### EXERCISE TASK
Return each line of the records below that contains the string "asparagus", copied in full.

[Location labeling records]
++++++++++++++++++++

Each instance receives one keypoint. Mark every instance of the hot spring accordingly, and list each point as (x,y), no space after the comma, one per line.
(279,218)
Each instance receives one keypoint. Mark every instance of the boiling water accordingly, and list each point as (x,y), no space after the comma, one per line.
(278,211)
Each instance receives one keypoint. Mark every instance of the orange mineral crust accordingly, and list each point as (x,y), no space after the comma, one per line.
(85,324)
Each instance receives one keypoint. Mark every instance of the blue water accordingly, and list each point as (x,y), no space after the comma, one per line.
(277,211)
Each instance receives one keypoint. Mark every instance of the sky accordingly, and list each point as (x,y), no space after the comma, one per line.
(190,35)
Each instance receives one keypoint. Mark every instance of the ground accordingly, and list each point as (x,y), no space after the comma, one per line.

++++++++++++++++++++

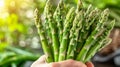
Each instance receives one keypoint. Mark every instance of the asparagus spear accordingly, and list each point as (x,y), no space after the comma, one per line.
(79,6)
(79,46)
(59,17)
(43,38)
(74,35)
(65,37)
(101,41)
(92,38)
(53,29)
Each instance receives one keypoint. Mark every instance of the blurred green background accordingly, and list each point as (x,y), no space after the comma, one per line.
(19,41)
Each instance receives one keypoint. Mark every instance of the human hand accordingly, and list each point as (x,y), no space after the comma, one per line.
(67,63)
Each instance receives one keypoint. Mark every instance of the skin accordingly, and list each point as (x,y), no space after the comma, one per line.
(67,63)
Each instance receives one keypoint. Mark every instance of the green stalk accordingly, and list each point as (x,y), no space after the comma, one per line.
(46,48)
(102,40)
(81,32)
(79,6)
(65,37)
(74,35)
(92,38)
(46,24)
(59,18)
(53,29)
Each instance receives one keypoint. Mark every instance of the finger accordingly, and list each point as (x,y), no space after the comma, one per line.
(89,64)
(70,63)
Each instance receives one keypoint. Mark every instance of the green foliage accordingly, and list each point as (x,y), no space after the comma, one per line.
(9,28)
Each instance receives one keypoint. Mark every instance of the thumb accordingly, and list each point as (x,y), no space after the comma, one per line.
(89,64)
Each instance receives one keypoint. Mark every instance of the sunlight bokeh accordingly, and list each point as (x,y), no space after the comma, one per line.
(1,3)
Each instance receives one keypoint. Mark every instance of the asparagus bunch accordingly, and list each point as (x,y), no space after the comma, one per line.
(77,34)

++++++++++++++++++++

### RESULT OF THIS TASK
Each instance receives one keypoint. Mark every instance of the asparagus spear accordingly, and list each point as (x,y), no space after the comma, one per line.
Each instance receives one keypoint. Mark every instance of the asparagus bunch accordingly, and list each point as (x,y), no space after the comma, one per line.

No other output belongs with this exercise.